__Exercise directions__. Show, copied in full, every line of the entries below that contains the word "each".

-- START OF Stored data --

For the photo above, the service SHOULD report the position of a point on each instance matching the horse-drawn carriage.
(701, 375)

-- END OF Stored data --
-- START OF Stored data --

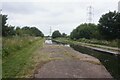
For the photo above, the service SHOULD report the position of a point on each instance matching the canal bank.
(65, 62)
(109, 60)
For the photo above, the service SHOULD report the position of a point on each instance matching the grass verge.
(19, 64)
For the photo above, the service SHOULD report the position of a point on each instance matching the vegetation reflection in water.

-- END OF Stored data --

__The response__.
For the photo above, the service SHOULD report the position of a point on each instance matching the horse-drawn carriage.
For the photo above, the service SHOULD report the position of a point on each instance matching the canal bank.
For the photo above, the service SHOULD report the position of a point on each instance matching the grass verge.
For the photo above, the service SHOULD report the position of a point on each instance matching the vegetation reflection in water.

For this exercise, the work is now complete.